§ **TEXT TO READ**:
::::::

19.  HARDWARE AND SOFTWARE VERIFICATION

     19.1 If Installation Services are ordered, ANI shall, upon completion of
     the installation, test the Equipment. Purchaser may witness the
     installation and test performance.

     19.2 When the Equipment and Software have satisfactorily completed all of
     ANI's tests, ANI shall provide Purchaser with a "Hardware and Software
     Verification" certificate. The written acceptance of the certificate by
     Purchaser will be deemed, for purposes of this Agreement, as "Completion of
     Installation".

     19.3 The tests that the ANI Products must successfully complete as part of
     the commissioning process are set forth in Exhibit C hereto. Such
     commissioning tests may be amended from time to time by agreement of both
     parties in writing.

20.  PUBLICITY.

SUPPLY AGREEMENT - PAGE 15



         Both parties agree not to publish any press releases or otherwise
         publicise the existence, or any of the terms, of this Agreement without
         the prior written consent of the other party.

21.      MISCELLANEOUS.

         21.1 This Agreement shall be construed in accordance with and governed
         by the laws of England, without regard to its conflicts of law rules.

         21.2 (a) Any dispute, controversy or claim between the parties arising
         out of, or in connection with, this Agreement, or the breach,
         termination or validity thereof will be resolved by mutual agreement of
         the parties. If any dispute, controversy, or claim arising out of or
         relating to this Agreement, or the breach, termination, or validity
         thereof is unable to be resolved by mutual agreement of the parties,
         then any such dispute shall be finally resolved by arbitration under
         the Rules of the Chartered Institute of Arbitrators, England, as then
         in force, by one or more arbitrators appointed in accordance with said
         Rules. The place of arbitration shall be London, England. The language
         used during arbitration shall be the English language. The parties
         agree that the award of the arbitrator(s) shall, except as provided
         below, be the sole and exclusive remedy between them regarding the
         claims, counterclaims, issues or accounting presented or pled to the
         arbitrator(s) and that the award may be enforced in other jurisdiction
         in any manner provided by law. The arbitrator(s) shall be entitled to
         award to the substantially prevailing party its attorneys fees and
         costs incurred in connection with the arbitration proceedings and
         preparation for the same.

         (b) Notwithstanding the provisions of item (a) above, the parties
         hereto shall be entitled to seek injunctive or similar relief from a
         court of competent jurisdiction with respect to any actual, impending
         or threatened breach of confidentiality provisions and other provisions
         of this Agreement, including provisions intended to protect
         intellectual property rights. In any court proceedings contemplated by
         this item (b), the substantially prevailing party shall be entitled to
         recover from the other party its attorneys fees and costs.

         21.3 The delay or failure on the part of any of the parties to enforce
         at any time any of the provisions of this Agreement or any right with
         respect thereto, or to exercise any option herein provided shall in no
         way be construed to be a waiver of such provision, rights, or options,
         or in any way to affect its right later to enforce them. The exercise
         by any of the parties of its rights hereunder or of any options
         hereunder under the terms or covenants herein shall not preclude or
         prejudice the party

SUPPLY AGREEMENT - PAGE 16


         from thereafter exercising the same or any right which it may have
         under this Agreement, irrespective of any previous action or
         proceeding taken by the party hereunder.

::::::

§ **EXERCISE**: Translate this sentence from the agreement text into Spanish: "The language used during arbitration shall be the English language." The material after the agreement text is separate from it.

[Raw records]
::::::

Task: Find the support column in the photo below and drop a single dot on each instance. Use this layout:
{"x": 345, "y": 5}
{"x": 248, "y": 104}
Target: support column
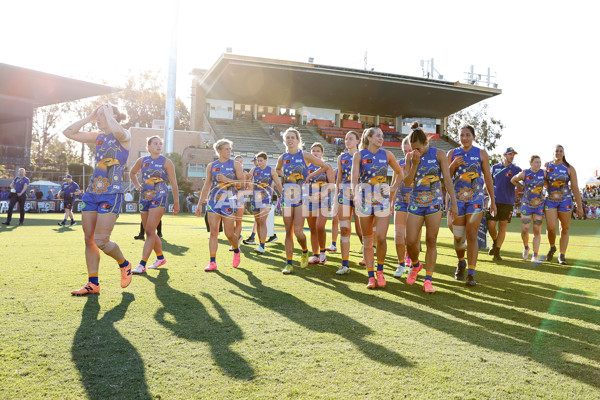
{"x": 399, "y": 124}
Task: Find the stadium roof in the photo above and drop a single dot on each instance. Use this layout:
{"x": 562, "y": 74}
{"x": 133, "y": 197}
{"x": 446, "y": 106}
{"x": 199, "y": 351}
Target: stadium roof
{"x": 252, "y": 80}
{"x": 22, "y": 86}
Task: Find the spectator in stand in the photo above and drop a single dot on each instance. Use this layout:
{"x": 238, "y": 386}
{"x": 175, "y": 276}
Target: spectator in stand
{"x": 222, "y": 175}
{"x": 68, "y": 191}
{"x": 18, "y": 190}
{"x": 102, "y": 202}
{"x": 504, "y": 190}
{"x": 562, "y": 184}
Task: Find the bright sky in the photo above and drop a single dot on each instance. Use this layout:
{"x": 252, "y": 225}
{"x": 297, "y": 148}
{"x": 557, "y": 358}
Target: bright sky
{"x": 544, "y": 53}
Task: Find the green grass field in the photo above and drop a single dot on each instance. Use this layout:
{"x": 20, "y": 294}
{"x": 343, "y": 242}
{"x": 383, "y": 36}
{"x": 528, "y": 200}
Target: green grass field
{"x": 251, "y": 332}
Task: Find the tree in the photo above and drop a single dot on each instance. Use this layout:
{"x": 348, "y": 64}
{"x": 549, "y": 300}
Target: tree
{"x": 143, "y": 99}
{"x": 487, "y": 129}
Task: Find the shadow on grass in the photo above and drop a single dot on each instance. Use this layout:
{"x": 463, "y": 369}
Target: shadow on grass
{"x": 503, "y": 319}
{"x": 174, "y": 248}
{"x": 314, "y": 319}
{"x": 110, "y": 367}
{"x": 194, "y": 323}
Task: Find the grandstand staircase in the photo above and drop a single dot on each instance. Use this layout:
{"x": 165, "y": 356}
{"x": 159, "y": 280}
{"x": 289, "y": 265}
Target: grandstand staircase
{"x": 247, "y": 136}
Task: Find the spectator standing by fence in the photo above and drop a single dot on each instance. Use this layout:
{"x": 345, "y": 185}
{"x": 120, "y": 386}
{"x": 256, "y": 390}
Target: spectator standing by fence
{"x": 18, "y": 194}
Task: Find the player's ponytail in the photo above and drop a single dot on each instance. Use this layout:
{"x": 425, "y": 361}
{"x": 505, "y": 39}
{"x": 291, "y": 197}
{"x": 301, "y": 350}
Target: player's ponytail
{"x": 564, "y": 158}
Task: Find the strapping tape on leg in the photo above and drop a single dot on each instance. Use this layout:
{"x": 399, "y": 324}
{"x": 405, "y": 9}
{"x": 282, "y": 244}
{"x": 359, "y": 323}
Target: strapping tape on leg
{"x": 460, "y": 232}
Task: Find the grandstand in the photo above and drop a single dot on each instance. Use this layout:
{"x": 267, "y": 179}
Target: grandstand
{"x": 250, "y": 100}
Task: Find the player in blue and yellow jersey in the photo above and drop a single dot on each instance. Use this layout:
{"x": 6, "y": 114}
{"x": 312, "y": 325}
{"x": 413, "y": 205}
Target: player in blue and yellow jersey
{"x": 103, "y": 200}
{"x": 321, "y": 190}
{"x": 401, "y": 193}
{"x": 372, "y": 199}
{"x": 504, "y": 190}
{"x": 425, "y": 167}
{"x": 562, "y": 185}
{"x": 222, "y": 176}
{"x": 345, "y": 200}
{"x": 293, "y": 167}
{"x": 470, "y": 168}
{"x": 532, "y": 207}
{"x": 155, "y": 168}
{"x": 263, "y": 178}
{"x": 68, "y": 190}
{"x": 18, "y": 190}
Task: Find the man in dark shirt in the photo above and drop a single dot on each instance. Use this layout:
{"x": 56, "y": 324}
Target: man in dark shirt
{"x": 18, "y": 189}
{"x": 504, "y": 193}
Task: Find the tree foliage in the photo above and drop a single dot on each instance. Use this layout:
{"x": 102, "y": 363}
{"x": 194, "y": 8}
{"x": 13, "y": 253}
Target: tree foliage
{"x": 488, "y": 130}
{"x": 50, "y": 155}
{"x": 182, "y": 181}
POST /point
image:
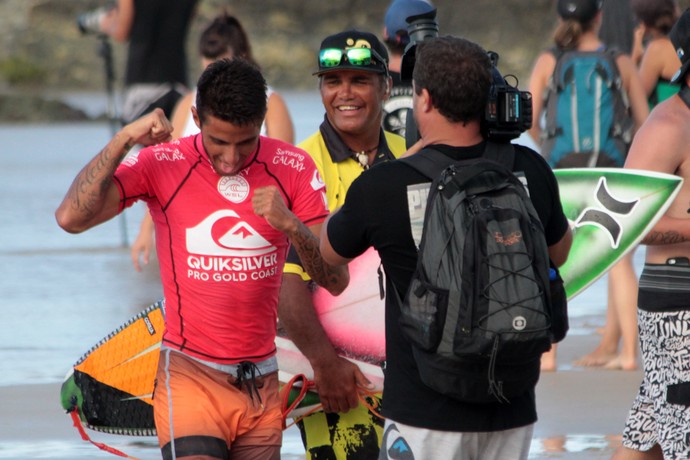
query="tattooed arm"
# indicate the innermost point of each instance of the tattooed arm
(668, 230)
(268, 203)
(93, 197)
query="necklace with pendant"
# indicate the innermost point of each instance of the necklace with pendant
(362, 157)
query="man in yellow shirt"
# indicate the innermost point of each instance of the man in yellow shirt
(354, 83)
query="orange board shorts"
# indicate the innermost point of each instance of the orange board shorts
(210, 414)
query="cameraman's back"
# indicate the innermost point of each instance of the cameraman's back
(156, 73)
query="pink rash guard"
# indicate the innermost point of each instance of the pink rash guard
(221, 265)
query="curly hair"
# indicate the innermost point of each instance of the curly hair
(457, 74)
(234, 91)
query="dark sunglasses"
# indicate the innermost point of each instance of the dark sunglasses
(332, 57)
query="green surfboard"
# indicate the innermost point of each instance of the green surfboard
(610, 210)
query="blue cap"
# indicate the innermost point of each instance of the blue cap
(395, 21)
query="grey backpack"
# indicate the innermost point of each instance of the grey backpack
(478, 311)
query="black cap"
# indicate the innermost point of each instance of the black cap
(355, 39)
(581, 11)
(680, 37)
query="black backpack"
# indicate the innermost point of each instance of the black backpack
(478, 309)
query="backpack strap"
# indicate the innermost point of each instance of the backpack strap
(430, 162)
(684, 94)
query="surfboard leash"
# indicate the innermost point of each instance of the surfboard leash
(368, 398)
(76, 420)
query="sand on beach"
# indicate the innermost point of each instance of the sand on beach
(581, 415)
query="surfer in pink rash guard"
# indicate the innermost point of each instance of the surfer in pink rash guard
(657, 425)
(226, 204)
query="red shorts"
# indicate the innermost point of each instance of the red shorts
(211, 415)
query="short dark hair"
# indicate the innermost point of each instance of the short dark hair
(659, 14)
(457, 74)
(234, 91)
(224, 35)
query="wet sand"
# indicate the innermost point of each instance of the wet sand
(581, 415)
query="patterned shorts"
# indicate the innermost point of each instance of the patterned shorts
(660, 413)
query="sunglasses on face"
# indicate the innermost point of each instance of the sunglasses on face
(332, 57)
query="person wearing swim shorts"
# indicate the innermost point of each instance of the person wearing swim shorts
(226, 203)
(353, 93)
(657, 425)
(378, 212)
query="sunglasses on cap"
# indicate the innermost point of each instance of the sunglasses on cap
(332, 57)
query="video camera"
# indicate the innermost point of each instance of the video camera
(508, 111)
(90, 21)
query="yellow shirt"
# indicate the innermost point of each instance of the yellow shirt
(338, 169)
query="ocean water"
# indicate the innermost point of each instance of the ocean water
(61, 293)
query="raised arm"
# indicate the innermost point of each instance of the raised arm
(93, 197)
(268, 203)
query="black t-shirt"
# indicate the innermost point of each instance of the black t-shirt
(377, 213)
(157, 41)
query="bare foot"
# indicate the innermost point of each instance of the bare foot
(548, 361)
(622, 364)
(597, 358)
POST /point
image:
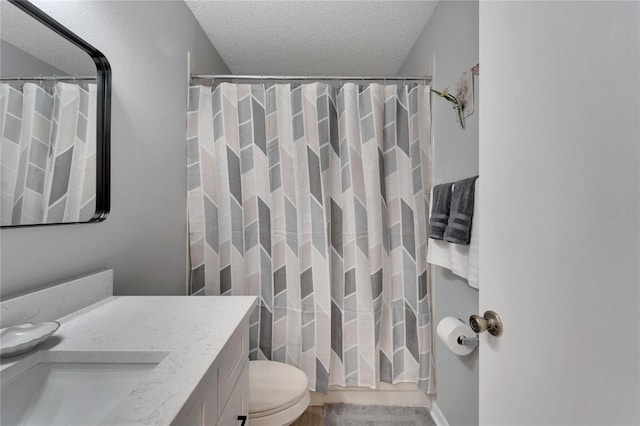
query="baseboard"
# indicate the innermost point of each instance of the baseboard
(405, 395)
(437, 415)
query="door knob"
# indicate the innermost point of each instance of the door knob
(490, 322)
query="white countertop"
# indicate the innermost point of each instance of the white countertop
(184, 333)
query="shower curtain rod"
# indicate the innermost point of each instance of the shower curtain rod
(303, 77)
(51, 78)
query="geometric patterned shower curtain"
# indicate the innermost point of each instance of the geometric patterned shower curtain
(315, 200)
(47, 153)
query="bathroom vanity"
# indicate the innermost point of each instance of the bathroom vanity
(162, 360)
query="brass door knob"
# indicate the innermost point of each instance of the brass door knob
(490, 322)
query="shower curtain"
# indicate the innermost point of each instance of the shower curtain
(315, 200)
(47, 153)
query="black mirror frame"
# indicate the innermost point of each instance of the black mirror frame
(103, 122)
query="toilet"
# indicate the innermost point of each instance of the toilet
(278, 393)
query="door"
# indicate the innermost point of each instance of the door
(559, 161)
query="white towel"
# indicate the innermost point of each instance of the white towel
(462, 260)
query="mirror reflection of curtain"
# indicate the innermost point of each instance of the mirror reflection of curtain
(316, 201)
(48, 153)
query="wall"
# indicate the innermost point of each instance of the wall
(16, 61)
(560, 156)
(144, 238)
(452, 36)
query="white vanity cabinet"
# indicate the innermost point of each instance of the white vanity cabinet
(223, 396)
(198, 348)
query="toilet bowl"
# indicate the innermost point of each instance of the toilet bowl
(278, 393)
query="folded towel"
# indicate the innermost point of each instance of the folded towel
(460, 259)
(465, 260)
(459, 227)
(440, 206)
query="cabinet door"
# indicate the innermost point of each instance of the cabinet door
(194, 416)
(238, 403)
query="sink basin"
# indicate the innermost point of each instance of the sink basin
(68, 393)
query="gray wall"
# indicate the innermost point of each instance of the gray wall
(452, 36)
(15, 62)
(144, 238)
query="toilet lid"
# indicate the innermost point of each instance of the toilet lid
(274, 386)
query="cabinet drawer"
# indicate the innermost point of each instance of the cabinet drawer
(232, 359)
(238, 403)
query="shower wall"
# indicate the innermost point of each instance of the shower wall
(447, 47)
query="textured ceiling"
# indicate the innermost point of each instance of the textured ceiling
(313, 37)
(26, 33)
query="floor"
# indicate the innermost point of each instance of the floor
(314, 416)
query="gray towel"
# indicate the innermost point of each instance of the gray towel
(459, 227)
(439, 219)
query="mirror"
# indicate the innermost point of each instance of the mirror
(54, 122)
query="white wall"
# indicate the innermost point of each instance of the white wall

::::::

§ **WRITTEN RESPONSE**: El idioma utilizado durante el arbitraje será el idioma inglés.